- **Written task**
Count the lines in the items below that contain the string "trim", with matching case-sensitive. Give only the number.

- **Raw records**
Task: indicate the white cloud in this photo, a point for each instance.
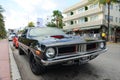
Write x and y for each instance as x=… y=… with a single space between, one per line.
x=20 y=12
x=27 y=10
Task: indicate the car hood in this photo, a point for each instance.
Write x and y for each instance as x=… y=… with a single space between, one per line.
x=52 y=41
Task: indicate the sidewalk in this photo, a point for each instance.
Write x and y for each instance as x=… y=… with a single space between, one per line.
x=4 y=60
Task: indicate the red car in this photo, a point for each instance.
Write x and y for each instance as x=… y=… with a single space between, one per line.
x=15 y=41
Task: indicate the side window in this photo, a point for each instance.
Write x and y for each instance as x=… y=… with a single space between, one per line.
x=24 y=34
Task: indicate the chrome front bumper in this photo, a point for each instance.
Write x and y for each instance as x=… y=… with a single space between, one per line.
x=69 y=58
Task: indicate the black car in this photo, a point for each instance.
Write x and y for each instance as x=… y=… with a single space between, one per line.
x=47 y=46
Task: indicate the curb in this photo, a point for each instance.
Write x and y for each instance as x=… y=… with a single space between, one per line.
x=15 y=74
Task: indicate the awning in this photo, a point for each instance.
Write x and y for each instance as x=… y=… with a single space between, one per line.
x=90 y=27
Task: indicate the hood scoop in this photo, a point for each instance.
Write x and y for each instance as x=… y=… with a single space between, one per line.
x=57 y=36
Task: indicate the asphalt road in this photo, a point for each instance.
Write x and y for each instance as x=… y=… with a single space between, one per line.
x=105 y=67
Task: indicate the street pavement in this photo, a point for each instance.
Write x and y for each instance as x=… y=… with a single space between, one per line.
x=104 y=67
x=4 y=60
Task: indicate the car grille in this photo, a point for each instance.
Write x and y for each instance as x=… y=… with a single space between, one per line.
x=77 y=48
x=67 y=49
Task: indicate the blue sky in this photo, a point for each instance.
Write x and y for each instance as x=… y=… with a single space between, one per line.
x=19 y=12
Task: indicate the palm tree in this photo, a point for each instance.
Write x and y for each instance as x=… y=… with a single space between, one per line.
x=57 y=17
x=104 y=2
x=2 y=28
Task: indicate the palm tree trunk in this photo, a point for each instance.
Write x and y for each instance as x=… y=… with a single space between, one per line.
x=109 y=22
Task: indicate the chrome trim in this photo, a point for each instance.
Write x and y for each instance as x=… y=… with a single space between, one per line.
x=63 y=59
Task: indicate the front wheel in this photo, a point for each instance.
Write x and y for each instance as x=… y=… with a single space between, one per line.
x=36 y=68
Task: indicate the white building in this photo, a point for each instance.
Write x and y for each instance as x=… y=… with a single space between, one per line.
x=86 y=16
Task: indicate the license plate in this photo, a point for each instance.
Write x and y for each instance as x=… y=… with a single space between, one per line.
x=84 y=59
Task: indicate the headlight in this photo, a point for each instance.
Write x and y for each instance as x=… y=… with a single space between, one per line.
x=50 y=53
x=102 y=45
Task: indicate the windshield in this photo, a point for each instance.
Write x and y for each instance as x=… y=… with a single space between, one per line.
x=45 y=31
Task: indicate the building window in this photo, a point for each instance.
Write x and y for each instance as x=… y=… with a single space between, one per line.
x=93 y=18
x=81 y=20
x=71 y=13
x=111 y=18
x=71 y=22
x=116 y=8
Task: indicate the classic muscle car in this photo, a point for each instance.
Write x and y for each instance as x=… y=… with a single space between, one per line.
x=47 y=46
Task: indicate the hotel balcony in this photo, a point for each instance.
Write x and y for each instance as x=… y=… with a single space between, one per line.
x=83 y=14
x=86 y=25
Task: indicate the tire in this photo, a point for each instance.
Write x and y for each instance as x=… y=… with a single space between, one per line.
x=36 y=68
x=21 y=52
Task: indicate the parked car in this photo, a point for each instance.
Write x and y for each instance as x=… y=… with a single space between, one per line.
x=49 y=46
x=11 y=35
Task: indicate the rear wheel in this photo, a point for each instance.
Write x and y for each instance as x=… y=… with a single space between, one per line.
x=36 y=68
x=21 y=52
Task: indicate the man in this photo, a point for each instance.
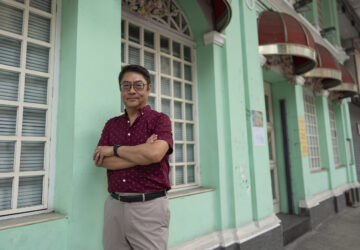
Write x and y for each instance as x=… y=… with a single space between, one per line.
x=135 y=149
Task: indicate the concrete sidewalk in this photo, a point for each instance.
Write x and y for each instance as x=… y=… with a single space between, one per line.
x=340 y=232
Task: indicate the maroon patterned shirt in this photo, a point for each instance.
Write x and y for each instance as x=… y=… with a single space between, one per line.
x=139 y=179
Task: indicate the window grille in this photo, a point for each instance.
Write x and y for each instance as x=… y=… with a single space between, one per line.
x=170 y=62
x=312 y=134
x=334 y=136
x=27 y=30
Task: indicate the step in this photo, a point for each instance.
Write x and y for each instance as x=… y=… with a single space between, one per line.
x=293 y=226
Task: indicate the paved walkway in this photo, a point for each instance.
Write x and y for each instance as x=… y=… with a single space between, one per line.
x=340 y=232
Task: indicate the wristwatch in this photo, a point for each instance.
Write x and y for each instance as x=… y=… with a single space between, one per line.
x=116 y=146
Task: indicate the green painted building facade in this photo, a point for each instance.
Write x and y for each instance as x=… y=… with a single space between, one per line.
x=233 y=195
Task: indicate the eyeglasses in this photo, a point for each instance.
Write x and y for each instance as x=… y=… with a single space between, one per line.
x=138 y=86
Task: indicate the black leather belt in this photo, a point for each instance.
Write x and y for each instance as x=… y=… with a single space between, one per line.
x=139 y=197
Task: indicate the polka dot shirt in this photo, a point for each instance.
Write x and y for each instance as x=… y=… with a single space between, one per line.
x=139 y=179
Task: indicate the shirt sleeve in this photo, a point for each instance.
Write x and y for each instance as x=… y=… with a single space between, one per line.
x=105 y=136
x=163 y=131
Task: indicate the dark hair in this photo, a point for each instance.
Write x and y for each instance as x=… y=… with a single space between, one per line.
x=135 y=68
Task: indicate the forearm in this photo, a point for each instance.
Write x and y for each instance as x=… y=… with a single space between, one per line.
x=116 y=163
x=144 y=154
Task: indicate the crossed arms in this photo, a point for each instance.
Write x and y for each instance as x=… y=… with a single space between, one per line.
x=152 y=151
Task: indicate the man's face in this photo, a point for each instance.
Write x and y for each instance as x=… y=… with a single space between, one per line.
x=134 y=98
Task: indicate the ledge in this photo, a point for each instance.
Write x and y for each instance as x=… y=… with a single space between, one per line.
x=187 y=192
x=28 y=220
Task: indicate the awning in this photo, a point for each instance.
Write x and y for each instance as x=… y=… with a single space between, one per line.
x=328 y=70
x=282 y=35
x=348 y=86
x=222 y=13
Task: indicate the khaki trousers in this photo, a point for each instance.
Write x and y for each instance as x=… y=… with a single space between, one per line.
x=136 y=225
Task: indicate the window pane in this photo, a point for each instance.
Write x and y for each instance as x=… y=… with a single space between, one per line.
x=164 y=45
x=176 y=49
x=191 y=173
x=7 y=120
x=178 y=110
x=134 y=55
x=123 y=52
x=30 y=191
x=149 y=39
x=123 y=29
x=10 y=50
x=187 y=70
x=177 y=89
x=165 y=86
x=7 y=154
x=37 y=58
x=11 y=19
x=189 y=132
x=177 y=69
x=165 y=107
x=149 y=60
x=190 y=152
x=5 y=193
x=35 y=89
x=39 y=28
x=179 y=131
x=9 y=82
x=187 y=53
x=32 y=156
x=189 y=115
x=188 y=92
x=153 y=83
x=179 y=175
x=165 y=65
x=151 y=102
x=44 y=5
x=134 y=33
x=179 y=153
x=34 y=121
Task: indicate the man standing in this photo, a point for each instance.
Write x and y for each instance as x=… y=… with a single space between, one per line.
x=135 y=149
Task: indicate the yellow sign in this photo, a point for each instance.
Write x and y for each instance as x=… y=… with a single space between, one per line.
x=303 y=141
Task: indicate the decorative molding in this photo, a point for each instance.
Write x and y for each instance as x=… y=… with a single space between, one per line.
x=230 y=236
x=285 y=6
x=214 y=37
x=300 y=80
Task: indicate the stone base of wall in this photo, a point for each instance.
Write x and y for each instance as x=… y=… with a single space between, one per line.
x=272 y=239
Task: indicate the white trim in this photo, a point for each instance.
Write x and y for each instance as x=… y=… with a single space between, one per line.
x=316 y=199
x=214 y=37
x=231 y=236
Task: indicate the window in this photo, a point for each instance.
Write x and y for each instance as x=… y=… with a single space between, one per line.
x=169 y=57
x=334 y=137
x=26 y=62
x=312 y=134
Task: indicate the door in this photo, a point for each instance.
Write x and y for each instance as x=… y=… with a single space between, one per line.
x=272 y=153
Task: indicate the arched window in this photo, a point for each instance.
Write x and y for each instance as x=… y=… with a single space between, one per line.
x=164 y=46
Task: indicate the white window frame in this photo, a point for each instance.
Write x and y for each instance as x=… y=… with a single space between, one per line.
x=183 y=40
x=312 y=132
x=20 y=104
x=334 y=137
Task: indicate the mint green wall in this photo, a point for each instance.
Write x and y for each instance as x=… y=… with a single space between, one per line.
x=40 y=236
x=88 y=96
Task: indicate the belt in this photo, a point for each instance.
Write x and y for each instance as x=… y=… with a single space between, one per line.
x=139 y=197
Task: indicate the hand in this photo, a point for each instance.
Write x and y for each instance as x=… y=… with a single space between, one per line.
x=101 y=152
x=151 y=139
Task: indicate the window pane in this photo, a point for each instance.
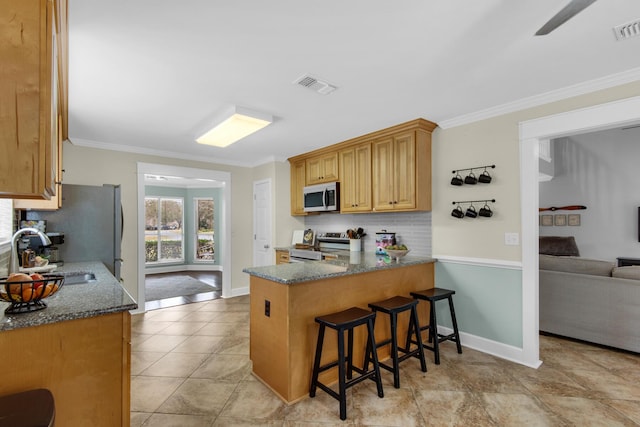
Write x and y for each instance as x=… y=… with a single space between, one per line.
x=150 y=229
x=205 y=245
x=163 y=229
x=171 y=229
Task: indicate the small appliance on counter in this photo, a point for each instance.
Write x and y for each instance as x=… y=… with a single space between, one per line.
x=325 y=245
x=91 y=222
x=384 y=238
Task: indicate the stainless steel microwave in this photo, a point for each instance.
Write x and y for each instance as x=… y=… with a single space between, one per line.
x=321 y=197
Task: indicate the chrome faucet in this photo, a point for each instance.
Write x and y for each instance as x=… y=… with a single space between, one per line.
x=13 y=263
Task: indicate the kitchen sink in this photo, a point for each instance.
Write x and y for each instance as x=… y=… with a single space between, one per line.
x=75 y=278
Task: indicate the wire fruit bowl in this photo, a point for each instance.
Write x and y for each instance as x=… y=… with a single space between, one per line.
x=396 y=253
x=27 y=295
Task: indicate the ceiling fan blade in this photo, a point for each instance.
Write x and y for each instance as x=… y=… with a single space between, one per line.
x=569 y=11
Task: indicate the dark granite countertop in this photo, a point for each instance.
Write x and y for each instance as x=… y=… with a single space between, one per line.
x=345 y=264
x=75 y=301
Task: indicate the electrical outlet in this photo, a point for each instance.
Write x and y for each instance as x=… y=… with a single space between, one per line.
x=511 y=239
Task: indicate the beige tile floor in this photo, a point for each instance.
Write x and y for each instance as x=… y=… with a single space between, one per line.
x=191 y=367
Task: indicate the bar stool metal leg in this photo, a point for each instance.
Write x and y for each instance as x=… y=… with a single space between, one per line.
x=316 y=363
x=392 y=307
x=455 y=325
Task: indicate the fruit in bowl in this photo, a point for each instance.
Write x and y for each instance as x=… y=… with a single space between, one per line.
x=25 y=292
x=396 y=251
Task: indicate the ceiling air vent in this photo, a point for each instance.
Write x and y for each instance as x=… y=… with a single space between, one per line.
x=317 y=85
x=628 y=30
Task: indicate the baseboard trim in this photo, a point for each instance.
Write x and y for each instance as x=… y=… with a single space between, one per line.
x=503 y=351
x=183 y=267
x=237 y=292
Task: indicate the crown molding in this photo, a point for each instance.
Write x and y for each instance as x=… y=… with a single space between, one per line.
x=545 y=98
x=80 y=142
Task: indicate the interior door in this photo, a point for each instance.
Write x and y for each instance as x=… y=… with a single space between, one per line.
x=262 y=247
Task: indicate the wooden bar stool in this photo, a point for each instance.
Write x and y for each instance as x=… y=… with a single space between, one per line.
x=33 y=408
x=432 y=296
x=342 y=321
x=392 y=307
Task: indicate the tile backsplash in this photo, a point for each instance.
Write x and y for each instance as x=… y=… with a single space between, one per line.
x=412 y=228
x=5 y=253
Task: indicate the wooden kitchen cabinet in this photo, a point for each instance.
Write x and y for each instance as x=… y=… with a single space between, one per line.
x=384 y=171
x=395 y=163
x=33 y=96
x=323 y=168
x=298 y=177
x=86 y=363
x=282 y=257
x=355 y=174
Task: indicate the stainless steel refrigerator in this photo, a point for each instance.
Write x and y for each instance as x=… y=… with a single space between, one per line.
x=91 y=219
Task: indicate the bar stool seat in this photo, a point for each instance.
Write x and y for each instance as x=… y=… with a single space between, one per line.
x=392 y=307
x=434 y=295
x=342 y=321
x=32 y=408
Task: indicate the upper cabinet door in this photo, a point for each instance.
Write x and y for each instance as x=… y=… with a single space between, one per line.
x=404 y=162
x=298 y=177
x=383 y=175
x=323 y=168
x=30 y=98
x=355 y=183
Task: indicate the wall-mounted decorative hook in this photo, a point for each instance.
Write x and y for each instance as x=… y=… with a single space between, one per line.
x=471 y=211
x=471 y=177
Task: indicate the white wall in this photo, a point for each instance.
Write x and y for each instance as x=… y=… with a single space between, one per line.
x=598 y=170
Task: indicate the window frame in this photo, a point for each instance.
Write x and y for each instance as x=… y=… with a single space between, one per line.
x=196 y=231
x=158 y=231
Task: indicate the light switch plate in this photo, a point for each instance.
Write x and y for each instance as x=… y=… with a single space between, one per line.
x=511 y=239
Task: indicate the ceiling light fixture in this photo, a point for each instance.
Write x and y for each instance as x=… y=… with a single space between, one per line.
x=236 y=124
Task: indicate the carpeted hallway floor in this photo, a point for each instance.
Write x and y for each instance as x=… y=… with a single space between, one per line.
x=183 y=287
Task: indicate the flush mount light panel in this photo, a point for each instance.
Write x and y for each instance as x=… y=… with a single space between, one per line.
x=236 y=124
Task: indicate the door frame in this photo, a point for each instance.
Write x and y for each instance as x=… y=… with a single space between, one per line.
x=255 y=216
x=225 y=230
x=599 y=117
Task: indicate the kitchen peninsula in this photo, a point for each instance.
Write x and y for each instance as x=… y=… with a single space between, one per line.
x=78 y=347
x=286 y=298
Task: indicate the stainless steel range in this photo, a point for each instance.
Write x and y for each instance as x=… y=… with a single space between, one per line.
x=326 y=243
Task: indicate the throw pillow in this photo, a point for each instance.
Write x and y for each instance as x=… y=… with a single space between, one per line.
x=558 y=245
x=628 y=272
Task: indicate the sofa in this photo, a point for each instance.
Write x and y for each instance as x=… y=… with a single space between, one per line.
x=587 y=299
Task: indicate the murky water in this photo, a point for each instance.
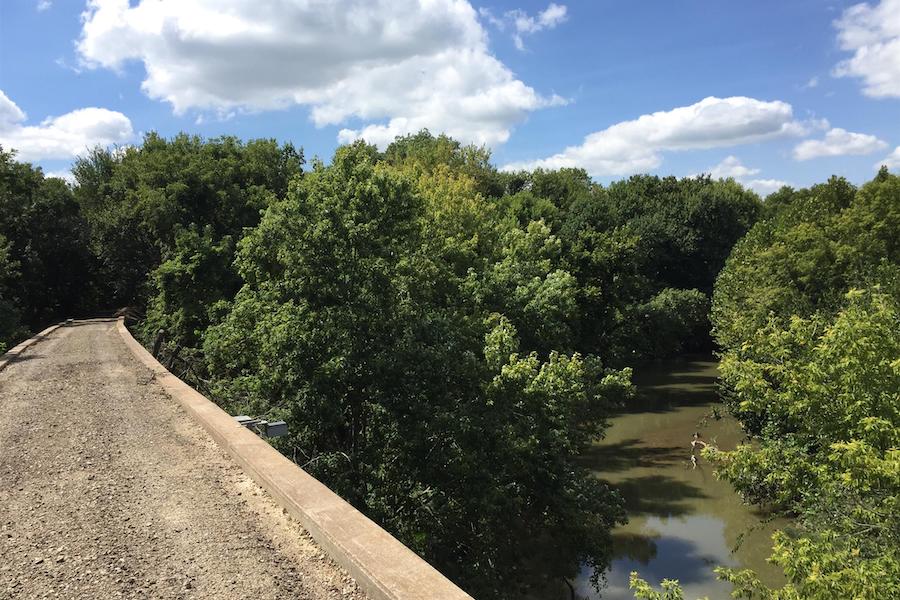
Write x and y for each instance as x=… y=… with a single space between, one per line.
x=683 y=521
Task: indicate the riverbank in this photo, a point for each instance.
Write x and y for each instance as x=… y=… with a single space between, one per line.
x=683 y=521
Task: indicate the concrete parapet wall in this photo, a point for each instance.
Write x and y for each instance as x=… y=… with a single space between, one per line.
x=381 y=565
x=13 y=353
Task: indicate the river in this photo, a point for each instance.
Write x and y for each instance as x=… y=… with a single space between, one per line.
x=682 y=520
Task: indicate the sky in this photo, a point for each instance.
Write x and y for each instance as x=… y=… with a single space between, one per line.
x=771 y=92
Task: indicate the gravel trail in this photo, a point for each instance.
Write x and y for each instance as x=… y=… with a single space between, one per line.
x=108 y=490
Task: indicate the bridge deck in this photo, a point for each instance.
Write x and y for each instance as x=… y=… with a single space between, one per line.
x=108 y=489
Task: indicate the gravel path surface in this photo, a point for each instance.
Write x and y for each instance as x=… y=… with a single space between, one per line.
x=108 y=489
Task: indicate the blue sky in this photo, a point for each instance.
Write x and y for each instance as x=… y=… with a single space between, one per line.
x=768 y=92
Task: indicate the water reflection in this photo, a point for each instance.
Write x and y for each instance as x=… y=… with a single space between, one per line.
x=683 y=521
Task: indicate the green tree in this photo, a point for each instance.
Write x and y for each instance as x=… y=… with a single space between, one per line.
x=807 y=313
x=363 y=323
x=46 y=246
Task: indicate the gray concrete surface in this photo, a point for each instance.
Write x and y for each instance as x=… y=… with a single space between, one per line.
x=109 y=489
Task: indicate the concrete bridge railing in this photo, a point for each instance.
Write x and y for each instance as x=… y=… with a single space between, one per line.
x=380 y=564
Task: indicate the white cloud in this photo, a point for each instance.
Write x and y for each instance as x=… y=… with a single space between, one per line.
x=381 y=68
x=872 y=34
x=891 y=161
x=731 y=167
x=62 y=137
x=764 y=187
x=838 y=142
x=65 y=175
x=523 y=24
x=635 y=146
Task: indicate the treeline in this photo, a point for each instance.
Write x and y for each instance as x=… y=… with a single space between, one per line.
x=807 y=313
x=444 y=339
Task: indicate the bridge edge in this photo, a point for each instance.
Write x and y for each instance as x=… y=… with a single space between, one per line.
x=384 y=567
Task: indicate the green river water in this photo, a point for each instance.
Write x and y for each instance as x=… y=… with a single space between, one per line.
x=683 y=521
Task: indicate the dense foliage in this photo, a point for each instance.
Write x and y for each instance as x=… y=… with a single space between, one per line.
x=444 y=339
x=807 y=311
x=46 y=268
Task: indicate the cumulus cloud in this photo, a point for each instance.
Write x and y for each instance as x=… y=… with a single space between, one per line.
x=731 y=166
x=872 y=34
x=635 y=146
x=65 y=175
x=891 y=161
x=764 y=187
x=523 y=24
x=838 y=142
x=62 y=137
x=382 y=67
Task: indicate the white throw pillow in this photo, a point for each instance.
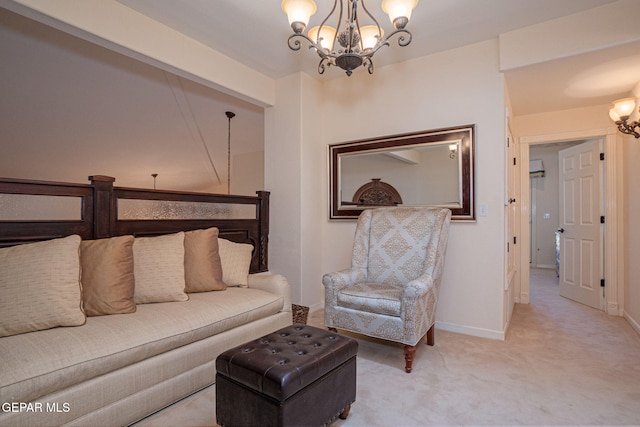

- **Result for this task**
3